- Exercise directions:
Find the line that contains "Reviewer note: check that each instance of the city". Output it and every line after it to the end of the records, exactly as they appear.

- Input records:
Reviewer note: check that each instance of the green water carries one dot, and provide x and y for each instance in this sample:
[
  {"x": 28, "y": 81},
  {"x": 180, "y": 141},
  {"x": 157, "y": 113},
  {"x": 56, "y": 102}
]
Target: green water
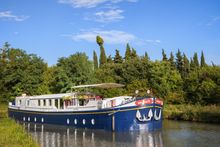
[{"x": 173, "y": 134}]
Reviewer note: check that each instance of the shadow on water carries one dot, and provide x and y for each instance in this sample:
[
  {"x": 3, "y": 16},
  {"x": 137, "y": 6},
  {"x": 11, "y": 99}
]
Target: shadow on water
[
  {"x": 61, "y": 136},
  {"x": 174, "y": 133}
]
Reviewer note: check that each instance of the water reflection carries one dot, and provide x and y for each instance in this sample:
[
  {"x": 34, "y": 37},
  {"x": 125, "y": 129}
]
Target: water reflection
[{"x": 61, "y": 136}]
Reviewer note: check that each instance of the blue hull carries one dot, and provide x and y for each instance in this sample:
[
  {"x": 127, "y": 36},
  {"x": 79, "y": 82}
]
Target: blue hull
[{"x": 115, "y": 119}]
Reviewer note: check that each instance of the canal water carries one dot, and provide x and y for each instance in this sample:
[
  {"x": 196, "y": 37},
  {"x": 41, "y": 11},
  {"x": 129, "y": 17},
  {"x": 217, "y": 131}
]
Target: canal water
[{"x": 173, "y": 134}]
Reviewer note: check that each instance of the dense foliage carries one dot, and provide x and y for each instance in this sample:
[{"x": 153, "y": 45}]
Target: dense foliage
[{"x": 175, "y": 78}]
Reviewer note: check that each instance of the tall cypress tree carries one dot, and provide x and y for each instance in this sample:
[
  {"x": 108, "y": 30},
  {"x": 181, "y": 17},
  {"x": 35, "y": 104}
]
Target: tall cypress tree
[
  {"x": 100, "y": 42},
  {"x": 179, "y": 61},
  {"x": 186, "y": 66},
  {"x": 164, "y": 55},
  {"x": 118, "y": 57},
  {"x": 203, "y": 64},
  {"x": 128, "y": 52},
  {"x": 133, "y": 53},
  {"x": 171, "y": 60},
  {"x": 146, "y": 56},
  {"x": 195, "y": 60},
  {"x": 95, "y": 60},
  {"x": 109, "y": 59}
]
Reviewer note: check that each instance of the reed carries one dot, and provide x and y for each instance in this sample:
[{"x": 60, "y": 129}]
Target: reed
[
  {"x": 11, "y": 133},
  {"x": 199, "y": 113}
]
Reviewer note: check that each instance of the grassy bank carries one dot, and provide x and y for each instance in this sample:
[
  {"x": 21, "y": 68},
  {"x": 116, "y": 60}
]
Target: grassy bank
[
  {"x": 12, "y": 134},
  {"x": 208, "y": 114}
]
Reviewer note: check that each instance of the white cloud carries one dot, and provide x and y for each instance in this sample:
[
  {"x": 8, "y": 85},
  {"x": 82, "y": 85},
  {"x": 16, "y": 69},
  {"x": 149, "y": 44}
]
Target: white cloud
[
  {"x": 82, "y": 3},
  {"x": 109, "y": 36},
  {"x": 153, "y": 41},
  {"x": 213, "y": 21},
  {"x": 90, "y": 3},
  {"x": 9, "y": 16},
  {"x": 108, "y": 16}
]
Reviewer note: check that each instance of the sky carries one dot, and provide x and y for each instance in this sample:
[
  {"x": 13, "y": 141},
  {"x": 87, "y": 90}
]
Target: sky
[{"x": 58, "y": 28}]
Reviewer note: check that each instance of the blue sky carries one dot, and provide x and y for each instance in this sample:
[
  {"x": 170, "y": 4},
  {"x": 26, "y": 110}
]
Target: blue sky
[{"x": 57, "y": 28}]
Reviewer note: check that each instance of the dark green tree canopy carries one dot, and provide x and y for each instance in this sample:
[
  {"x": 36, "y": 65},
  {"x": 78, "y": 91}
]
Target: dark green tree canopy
[{"x": 118, "y": 58}]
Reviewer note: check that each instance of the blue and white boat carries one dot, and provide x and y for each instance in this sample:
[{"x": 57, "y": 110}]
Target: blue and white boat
[{"x": 87, "y": 110}]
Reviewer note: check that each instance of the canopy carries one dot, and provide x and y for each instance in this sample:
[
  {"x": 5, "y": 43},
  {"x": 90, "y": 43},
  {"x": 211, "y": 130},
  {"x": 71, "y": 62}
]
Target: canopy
[{"x": 102, "y": 85}]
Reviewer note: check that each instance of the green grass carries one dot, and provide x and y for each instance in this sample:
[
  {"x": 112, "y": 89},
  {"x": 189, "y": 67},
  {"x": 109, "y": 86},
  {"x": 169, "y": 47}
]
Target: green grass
[
  {"x": 208, "y": 114},
  {"x": 13, "y": 134}
]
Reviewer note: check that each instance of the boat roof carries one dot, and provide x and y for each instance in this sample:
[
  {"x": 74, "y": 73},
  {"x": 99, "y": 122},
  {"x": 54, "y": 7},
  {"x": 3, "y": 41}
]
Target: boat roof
[
  {"x": 102, "y": 85},
  {"x": 46, "y": 96}
]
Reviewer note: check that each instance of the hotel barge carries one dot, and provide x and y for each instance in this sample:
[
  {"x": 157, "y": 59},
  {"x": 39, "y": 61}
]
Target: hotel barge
[{"x": 87, "y": 110}]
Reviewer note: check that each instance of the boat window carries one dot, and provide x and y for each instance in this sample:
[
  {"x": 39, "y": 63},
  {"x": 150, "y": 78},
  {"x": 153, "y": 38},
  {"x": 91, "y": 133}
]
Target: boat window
[
  {"x": 50, "y": 102},
  {"x": 83, "y": 102}
]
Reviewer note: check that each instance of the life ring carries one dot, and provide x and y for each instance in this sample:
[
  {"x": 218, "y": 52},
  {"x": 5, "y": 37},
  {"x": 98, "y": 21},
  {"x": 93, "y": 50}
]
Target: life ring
[{"x": 143, "y": 102}]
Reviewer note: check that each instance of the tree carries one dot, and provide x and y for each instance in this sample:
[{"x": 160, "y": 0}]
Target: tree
[
  {"x": 186, "y": 66},
  {"x": 133, "y": 53},
  {"x": 127, "y": 52},
  {"x": 77, "y": 68},
  {"x": 166, "y": 82},
  {"x": 109, "y": 59},
  {"x": 164, "y": 55},
  {"x": 95, "y": 60},
  {"x": 195, "y": 60},
  {"x": 179, "y": 61},
  {"x": 203, "y": 63},
  {"x": 118, "y": 57},
  {"x": 22, "y": 74},
  {"x": 146, "y": 56},
  {"x": 100, "y": 42}
]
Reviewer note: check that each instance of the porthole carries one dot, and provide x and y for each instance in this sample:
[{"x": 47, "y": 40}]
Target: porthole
[
  {"x": 75, "y": 121},
  {"x": 92, "y": 121},
  {"x": 84, "y": 121}
]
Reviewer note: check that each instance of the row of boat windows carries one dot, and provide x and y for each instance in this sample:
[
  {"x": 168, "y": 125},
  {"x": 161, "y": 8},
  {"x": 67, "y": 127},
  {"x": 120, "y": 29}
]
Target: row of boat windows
[{"x": 75, "y": 121}]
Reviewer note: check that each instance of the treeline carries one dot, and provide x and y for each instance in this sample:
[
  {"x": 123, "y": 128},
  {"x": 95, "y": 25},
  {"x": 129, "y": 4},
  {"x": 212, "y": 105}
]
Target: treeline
[{"x": 177, "y": 79}]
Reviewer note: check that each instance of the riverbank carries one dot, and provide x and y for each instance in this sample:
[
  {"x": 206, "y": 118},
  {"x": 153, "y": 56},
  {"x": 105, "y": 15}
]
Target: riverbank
[
  {"x": 12, "y": 134},
  {"x": 197, "y": 113}
]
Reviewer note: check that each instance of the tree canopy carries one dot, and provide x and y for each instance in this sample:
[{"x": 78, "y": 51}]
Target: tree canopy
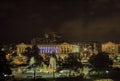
[{"x": 101, "y": 61}]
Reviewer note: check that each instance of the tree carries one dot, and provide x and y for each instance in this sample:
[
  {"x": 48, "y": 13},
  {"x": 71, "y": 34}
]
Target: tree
[
  {"x": 4, "y": 66},
  {"x": 35, "y": 53},
  {"x": 100, "y": 62},
  {"x": 72, "y": 63}
]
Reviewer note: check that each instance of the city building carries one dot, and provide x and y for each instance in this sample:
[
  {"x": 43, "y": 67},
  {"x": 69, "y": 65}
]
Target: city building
[{"x": 113, "y": 49}]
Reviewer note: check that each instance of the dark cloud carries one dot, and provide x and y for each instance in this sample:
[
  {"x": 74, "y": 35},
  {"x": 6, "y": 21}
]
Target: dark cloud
[{"x": 81, "y": 20}]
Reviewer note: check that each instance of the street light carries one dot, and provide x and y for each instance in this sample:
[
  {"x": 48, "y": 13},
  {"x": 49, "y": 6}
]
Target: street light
[{"x": 107, "y": 74}]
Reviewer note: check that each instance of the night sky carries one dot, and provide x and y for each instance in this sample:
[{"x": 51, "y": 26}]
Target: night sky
[{"x": 74, "y": 20}]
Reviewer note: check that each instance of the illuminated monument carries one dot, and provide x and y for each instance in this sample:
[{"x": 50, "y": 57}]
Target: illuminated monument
[{"x": 52, "y": 63}]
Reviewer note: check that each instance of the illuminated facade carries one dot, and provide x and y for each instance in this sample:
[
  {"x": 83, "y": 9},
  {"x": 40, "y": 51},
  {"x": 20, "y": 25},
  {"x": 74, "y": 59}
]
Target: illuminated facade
[
  {"x": 63, "y": 48},
  {"x": 111, "y": 48}
]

- Result of this exercise:
Reviewer note: check that each instance of the city building carries one dot, and provide x and y for each instance in this sample:
[
  {"x": 43, "y": 67},
  {"x": 69, "y": 65}
]
Target: city building
[{"x": 113, "y": 49}]
Reviewer note: check that each instance of the dark cloud carries one dot, and provide x and y for each instance in this sample:
[
  {"x": 74, "y": 35},
  {"x": 6, "y": 21}
]
Target: dark cloud
[{"x": 81, "y": 20}]
Reviewer note: check that each instance of the street light carries one dot, and provide x and y for each instance in this sample:
[
  {"x": 48, "y": 13},
  {"x": 49, "y": 6}
]
Target: street light
[{"x": 107, "y": 74}]
Reviewer note: check that each instance of the night sky carries one dot, and provide x and y for each instance in this sample:
[{"x": 51, "y": 26}]
Target: night sky
[{"x": 74, "y": 20}]
Reviewer note: check that each instance of the illuminated monument carries one dot, and provide x and y for each instance in this sample:
[{"x": 50, "y": 57}]
Target: illuminated monument
[{"x": 52, "y": 63}]
Reviewer note: check that each instance of the illuminated facade carries one dot, and provide x and y for each instance in this sample:
[
  {"x": 83, "y": 9},
  {"x": 40, "y": 51},
  {"x": 20, "y": 25},
  {"x": 74, "y": 59}
]
Target: illuminated facade
[
  {"x": 63, "y": 48},
  {"x": 111, "y": 48}
]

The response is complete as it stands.